▸ **PROBLEM DETAILS**
Find each line in the records below that contains the word "bird", matching case exactly, and copy those lines out in full.

***** PROVIDED RECORDS *****

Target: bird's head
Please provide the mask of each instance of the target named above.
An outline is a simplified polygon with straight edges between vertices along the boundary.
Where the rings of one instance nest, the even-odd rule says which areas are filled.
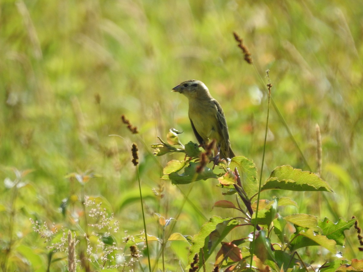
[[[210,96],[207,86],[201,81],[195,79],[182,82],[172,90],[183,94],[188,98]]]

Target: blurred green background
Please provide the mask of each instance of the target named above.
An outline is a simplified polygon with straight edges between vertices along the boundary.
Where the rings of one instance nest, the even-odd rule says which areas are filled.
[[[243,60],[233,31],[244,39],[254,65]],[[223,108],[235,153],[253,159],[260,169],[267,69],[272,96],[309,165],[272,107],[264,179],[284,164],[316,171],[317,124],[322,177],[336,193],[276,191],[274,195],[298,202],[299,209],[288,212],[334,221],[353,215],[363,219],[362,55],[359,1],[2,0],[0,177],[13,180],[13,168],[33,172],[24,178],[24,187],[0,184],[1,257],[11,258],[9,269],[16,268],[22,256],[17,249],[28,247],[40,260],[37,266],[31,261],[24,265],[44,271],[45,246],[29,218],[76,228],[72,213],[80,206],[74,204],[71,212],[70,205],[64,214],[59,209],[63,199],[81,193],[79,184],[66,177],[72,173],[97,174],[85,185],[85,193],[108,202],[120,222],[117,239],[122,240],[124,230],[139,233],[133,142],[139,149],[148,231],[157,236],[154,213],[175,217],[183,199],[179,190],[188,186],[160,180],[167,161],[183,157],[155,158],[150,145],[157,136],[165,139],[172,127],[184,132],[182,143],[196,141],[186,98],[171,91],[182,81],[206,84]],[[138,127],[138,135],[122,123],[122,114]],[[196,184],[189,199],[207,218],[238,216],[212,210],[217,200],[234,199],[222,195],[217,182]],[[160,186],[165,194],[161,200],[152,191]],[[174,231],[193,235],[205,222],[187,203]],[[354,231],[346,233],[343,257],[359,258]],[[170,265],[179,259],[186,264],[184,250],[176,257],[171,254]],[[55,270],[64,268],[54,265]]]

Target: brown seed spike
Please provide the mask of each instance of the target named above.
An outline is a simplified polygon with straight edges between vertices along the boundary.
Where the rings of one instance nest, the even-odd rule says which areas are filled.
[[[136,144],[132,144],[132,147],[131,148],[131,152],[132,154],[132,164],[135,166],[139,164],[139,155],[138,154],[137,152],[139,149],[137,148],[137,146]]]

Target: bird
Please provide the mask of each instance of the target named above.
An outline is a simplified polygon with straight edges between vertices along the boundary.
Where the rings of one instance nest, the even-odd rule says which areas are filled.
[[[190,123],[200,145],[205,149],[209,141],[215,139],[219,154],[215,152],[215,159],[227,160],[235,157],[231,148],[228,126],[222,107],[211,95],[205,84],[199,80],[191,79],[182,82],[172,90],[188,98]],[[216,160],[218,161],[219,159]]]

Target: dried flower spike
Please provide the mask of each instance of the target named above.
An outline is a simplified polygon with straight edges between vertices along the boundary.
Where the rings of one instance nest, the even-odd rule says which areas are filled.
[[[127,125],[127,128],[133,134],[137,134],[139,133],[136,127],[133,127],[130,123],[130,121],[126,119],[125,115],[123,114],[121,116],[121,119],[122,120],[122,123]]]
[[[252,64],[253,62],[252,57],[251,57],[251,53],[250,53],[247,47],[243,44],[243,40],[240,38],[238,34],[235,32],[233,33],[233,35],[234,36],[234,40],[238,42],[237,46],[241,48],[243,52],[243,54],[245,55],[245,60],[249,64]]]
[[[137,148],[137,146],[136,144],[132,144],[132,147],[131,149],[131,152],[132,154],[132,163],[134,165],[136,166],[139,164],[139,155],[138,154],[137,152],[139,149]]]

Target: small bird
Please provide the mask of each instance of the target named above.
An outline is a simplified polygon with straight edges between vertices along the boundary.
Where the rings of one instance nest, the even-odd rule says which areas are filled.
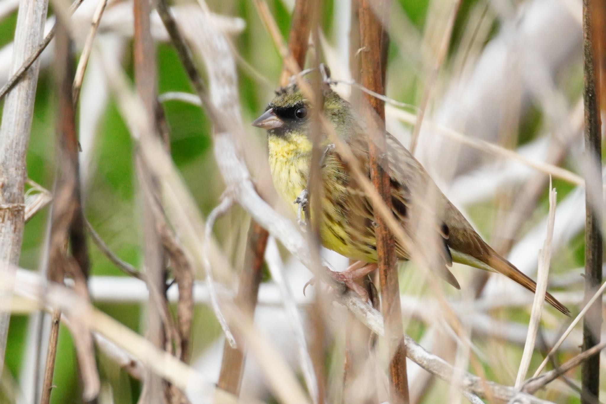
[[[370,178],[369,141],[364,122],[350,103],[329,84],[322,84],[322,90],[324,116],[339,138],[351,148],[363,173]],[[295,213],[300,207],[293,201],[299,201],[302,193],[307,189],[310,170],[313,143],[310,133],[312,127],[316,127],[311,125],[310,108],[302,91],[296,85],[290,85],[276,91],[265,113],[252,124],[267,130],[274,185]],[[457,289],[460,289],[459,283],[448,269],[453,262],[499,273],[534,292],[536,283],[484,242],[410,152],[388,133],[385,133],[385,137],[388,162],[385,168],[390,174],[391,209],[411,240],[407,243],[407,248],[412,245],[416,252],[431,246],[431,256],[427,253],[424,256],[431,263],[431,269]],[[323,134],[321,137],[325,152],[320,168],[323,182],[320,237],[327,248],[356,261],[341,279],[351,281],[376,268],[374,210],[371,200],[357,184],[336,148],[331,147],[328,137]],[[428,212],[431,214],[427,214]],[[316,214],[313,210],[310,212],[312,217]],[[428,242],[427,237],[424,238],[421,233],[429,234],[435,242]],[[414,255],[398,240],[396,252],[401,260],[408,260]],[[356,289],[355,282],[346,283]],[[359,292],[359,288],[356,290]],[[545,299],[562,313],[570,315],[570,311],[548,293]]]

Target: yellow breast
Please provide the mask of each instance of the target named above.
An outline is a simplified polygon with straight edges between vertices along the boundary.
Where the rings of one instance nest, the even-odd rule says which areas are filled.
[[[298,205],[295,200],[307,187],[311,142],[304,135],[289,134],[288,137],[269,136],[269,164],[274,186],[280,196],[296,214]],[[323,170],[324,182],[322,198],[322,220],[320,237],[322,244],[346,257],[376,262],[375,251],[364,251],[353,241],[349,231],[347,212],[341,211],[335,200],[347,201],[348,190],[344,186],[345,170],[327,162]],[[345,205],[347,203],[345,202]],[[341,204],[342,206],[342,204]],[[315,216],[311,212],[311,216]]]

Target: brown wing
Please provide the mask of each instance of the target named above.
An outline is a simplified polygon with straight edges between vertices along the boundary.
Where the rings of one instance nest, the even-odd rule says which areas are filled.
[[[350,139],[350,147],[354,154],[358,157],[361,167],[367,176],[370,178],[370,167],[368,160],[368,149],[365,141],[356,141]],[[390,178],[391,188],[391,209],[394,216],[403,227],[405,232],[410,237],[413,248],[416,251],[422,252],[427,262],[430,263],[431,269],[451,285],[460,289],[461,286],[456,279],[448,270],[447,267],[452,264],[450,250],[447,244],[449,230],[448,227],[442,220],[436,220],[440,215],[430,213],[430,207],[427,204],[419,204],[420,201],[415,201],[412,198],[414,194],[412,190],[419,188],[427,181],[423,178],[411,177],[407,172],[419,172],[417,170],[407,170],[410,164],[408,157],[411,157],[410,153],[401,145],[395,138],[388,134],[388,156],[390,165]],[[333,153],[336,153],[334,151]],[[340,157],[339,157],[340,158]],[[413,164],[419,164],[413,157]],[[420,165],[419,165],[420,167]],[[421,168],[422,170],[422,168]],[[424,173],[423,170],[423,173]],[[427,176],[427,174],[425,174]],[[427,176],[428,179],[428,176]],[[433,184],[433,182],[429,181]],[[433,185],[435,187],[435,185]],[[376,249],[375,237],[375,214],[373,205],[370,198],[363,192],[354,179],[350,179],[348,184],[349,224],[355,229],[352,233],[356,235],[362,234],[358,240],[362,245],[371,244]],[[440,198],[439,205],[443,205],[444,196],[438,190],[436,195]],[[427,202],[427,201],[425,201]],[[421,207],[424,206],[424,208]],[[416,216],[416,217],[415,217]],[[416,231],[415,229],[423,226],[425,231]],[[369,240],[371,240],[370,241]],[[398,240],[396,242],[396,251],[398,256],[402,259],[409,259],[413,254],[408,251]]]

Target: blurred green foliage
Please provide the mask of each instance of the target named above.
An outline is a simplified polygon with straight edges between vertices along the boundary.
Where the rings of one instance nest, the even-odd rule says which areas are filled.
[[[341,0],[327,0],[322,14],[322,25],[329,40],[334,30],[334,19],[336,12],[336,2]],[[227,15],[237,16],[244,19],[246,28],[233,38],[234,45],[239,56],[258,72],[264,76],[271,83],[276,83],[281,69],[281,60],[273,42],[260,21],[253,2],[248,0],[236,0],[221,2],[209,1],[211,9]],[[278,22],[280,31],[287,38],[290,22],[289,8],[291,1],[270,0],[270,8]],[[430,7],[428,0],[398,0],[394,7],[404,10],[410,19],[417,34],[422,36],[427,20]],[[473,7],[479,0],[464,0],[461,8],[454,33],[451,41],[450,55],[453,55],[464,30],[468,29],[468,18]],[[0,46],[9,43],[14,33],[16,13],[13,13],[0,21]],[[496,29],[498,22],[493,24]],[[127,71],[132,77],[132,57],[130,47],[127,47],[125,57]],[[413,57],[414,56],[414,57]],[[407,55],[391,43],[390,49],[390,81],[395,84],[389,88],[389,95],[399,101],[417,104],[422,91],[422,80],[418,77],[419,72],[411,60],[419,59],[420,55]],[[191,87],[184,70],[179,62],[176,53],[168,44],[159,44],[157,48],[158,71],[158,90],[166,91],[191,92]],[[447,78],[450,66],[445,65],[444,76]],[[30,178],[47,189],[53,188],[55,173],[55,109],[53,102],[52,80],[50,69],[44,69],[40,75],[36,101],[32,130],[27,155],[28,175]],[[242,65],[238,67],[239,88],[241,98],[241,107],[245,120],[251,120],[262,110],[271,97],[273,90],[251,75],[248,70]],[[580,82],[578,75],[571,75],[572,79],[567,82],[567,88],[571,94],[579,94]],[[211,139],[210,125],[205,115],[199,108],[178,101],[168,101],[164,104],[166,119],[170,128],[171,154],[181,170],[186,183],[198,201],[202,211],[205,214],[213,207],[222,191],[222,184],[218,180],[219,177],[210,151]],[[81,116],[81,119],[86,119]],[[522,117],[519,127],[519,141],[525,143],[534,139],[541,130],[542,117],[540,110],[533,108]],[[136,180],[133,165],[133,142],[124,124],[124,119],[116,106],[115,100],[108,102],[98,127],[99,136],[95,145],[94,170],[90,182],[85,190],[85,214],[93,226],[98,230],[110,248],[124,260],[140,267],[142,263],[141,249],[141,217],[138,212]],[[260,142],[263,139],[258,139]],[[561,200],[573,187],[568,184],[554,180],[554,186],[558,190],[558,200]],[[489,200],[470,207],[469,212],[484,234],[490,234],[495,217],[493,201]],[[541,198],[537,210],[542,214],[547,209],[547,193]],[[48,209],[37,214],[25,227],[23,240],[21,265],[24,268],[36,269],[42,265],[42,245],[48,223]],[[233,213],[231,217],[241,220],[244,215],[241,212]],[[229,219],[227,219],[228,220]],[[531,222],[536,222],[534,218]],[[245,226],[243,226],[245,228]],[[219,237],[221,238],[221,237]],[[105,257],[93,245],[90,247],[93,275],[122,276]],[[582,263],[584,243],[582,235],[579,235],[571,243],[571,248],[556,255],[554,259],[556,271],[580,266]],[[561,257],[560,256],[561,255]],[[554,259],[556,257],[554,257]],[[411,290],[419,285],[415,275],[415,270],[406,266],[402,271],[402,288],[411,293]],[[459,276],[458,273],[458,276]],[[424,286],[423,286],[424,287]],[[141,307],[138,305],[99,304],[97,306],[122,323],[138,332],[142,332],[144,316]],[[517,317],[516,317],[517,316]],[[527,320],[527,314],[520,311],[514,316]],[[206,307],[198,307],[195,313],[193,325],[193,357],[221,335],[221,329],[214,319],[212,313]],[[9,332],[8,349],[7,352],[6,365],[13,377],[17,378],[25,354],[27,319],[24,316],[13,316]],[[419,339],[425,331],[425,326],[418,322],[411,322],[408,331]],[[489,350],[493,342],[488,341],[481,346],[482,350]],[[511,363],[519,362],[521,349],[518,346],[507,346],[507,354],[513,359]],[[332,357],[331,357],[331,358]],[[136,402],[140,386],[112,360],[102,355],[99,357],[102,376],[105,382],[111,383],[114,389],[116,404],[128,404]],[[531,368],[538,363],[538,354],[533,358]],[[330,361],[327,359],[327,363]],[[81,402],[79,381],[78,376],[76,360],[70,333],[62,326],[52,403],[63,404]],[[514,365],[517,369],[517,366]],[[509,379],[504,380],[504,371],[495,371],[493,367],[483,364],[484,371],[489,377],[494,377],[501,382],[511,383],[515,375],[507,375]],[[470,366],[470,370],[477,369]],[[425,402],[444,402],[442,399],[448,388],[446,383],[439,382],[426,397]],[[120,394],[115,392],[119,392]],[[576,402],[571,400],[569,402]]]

*****

▸ **CORRECT ANSWER**
Target: bird's head
Target: bird
Target: small bird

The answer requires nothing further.